ÉNONCÉ: Recopiez à l'identique les lignes des items ci-dessous, depuis celle qui contient « Every instance of the green jacket » jusqu'à la toute dernière, ces deux lignes comprises.

____ ITEMS PRÉSENTÉS

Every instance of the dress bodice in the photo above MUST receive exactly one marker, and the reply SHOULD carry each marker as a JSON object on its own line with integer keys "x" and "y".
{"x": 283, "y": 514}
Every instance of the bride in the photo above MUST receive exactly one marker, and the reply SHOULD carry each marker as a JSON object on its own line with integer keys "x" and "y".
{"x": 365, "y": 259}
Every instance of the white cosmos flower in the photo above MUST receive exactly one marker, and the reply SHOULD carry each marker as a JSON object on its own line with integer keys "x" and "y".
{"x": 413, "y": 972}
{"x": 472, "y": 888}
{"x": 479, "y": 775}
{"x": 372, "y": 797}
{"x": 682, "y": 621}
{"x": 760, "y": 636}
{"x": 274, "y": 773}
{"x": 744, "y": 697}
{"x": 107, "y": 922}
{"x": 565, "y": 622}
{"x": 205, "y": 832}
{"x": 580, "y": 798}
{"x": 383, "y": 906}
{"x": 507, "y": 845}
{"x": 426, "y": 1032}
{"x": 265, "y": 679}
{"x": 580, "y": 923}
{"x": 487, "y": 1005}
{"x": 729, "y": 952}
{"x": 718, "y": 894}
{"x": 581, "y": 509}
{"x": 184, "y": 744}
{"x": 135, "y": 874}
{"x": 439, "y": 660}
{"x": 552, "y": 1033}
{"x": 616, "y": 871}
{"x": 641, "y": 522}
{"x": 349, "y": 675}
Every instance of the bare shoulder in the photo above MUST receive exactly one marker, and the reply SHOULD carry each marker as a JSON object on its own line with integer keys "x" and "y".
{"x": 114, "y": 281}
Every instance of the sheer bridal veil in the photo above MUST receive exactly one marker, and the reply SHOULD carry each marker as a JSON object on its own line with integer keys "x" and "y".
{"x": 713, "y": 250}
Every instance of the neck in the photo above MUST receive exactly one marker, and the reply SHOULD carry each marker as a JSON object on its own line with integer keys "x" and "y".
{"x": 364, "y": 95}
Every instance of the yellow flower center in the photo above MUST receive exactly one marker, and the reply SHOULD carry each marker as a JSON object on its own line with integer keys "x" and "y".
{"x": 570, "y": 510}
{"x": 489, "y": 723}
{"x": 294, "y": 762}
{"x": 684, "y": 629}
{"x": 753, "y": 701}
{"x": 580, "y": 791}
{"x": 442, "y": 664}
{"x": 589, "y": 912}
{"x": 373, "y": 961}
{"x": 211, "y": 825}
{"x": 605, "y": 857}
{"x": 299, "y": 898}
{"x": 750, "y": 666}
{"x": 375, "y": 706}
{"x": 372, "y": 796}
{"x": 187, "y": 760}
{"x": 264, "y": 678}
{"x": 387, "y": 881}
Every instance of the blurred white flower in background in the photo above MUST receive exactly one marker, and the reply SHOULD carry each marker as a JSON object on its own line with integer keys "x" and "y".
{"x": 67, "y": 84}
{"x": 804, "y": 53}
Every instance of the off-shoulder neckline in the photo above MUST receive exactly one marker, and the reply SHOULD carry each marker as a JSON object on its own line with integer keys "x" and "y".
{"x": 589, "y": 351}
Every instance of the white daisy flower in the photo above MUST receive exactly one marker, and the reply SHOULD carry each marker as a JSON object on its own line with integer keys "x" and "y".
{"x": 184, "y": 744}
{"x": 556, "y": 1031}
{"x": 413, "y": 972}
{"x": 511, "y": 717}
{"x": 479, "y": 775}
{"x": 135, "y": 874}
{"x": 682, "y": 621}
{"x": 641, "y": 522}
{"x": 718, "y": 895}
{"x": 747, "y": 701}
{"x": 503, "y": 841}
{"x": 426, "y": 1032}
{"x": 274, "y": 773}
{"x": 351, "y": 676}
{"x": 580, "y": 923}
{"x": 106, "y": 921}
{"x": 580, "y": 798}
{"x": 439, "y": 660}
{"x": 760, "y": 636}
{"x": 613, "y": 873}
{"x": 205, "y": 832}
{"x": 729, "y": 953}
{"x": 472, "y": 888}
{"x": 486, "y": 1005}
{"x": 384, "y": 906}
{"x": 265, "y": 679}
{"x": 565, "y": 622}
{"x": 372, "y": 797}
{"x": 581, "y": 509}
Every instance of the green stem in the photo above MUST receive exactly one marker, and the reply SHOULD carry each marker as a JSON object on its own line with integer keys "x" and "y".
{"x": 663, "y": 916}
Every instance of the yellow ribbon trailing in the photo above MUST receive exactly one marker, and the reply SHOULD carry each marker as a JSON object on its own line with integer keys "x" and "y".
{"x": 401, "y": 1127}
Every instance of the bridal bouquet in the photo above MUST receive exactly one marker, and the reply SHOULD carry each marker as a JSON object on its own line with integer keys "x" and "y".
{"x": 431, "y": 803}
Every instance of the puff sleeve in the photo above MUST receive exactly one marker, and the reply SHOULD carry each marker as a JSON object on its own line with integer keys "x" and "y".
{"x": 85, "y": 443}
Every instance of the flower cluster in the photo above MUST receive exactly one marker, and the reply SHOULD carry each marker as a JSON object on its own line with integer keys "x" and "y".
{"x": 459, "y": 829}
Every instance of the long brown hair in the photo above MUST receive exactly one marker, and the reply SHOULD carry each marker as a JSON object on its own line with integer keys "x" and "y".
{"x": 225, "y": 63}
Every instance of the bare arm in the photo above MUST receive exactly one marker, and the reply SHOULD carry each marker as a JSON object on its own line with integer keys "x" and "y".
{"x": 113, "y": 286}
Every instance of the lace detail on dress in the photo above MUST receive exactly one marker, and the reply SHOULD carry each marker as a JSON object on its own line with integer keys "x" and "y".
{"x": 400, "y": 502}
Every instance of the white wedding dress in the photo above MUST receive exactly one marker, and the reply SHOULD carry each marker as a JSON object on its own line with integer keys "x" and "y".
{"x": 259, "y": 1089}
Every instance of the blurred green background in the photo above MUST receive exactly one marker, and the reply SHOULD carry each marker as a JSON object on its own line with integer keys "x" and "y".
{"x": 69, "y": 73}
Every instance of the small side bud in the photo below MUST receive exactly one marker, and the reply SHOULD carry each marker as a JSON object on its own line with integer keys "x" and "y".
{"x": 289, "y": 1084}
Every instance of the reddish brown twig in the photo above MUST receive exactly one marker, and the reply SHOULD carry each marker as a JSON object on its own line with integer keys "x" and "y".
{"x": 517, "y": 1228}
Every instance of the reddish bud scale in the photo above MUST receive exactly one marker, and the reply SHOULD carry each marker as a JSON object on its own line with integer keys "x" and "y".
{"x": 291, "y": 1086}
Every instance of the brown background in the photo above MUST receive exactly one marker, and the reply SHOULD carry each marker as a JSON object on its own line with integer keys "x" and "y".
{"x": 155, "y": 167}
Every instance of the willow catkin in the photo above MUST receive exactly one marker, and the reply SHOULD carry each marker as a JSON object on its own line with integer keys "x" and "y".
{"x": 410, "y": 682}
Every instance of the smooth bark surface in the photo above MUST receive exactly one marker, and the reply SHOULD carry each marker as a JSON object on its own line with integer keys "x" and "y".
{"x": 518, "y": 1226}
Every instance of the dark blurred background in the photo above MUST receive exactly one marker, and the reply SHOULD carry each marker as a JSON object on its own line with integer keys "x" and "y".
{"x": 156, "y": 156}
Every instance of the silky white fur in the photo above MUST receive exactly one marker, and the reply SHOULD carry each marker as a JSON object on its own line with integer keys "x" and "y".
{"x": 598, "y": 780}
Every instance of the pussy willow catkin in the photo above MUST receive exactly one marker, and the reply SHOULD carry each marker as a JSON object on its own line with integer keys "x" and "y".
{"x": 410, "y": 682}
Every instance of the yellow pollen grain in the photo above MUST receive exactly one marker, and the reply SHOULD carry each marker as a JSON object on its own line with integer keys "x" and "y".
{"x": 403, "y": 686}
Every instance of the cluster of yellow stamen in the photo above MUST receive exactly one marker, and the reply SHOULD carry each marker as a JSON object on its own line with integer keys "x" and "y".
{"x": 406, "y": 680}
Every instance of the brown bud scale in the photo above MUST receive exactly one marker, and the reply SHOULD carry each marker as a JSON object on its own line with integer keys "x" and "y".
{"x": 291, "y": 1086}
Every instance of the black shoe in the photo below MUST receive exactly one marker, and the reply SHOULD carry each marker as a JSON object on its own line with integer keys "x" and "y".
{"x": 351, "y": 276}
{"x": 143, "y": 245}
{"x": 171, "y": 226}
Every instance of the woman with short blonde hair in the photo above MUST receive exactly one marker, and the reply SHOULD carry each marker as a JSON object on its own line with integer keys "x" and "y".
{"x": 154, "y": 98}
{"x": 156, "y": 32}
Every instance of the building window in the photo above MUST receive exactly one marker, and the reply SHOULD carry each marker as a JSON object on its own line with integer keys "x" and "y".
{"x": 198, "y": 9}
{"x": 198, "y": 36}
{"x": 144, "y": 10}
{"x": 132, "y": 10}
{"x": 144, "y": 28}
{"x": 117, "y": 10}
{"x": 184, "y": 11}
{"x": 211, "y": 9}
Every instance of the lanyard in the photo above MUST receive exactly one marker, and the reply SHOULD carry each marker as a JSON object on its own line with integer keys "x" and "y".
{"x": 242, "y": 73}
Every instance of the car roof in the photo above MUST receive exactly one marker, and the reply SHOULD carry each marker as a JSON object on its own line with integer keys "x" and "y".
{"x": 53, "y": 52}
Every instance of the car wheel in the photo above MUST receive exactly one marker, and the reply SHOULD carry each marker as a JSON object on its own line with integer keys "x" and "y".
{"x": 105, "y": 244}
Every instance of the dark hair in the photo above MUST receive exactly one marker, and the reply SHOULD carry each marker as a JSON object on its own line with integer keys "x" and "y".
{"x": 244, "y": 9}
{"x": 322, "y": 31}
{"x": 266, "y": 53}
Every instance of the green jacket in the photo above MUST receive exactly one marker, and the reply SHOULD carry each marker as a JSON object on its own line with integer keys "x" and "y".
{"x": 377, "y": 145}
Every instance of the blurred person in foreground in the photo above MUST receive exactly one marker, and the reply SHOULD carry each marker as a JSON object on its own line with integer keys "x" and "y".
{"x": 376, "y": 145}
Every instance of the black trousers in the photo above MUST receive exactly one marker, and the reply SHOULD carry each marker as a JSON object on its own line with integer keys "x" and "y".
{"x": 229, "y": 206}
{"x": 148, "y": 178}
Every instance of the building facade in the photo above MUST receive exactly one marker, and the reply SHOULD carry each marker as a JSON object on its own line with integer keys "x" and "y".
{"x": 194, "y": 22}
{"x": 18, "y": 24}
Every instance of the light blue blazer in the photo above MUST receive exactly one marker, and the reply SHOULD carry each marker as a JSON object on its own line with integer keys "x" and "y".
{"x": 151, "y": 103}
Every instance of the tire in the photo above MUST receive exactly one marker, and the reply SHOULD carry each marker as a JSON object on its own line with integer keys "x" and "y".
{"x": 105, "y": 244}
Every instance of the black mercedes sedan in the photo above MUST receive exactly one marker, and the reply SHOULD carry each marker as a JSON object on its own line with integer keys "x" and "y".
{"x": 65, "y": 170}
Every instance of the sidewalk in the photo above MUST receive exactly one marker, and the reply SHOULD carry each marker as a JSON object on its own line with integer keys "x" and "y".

________

CORRIGÉ:
Every instance of the green jacket in the photo above MUST receive exactly one marker, and the reply SHOULD carry each marker as a JSON object on its own line with integer keys "x" and "y".
{"x": 377, "y": 145}
Every instance of the blurred person in foreground in the photo above MUST receive exactly one marker, and the reply SHOULD carry each marker as a JSON object on its own line with integer keys "x" and "y".
{"x": 376, "y": 145}
Every instance of the black trousers in the photo above MUST receive exactly one marker, and the reply SHOULD carry each marker as a JSON object on its own line with integer keys "x" and "y".
{"x": 229, "y": 206}
{"x": 148, "y": 178}
Every instance of the building facade in the photo above MUST receive exactly one marker, and the reply SHOULD carry each marker as a JSON object on its own line with integer keys "x" and "y".
{"x": 194, "y": 22}
{"x": 18, "y": 24}
Every instance of the light blue blazer in the photo above MUST receive exactly one marker, and the reply SHOULD carry each marker as a JSON object on its own line with integer keys "x" and "y".
{"x": 151, "y": 103}
Every instance of the tire in the photo above MUST receive exactly one marker, and the reply SHOULD carry each marker as a JSON object on its own line with integer keys "x" and "y".
{"x": 105, "y": 244}
Every instance of the black mercedes sedan in the photo above MUST receive exactly one marker, and the reply SHOULD carry each marker as a JSON object on its own line with integer keys "x" and "y".
{"x": 65, "y": 170}
Every instance of the sidewalk in the photo above MUST receive exactly one marker, and the reply SHOULD carry each marker as a JSON object on its own line with integer keys "x" and "y".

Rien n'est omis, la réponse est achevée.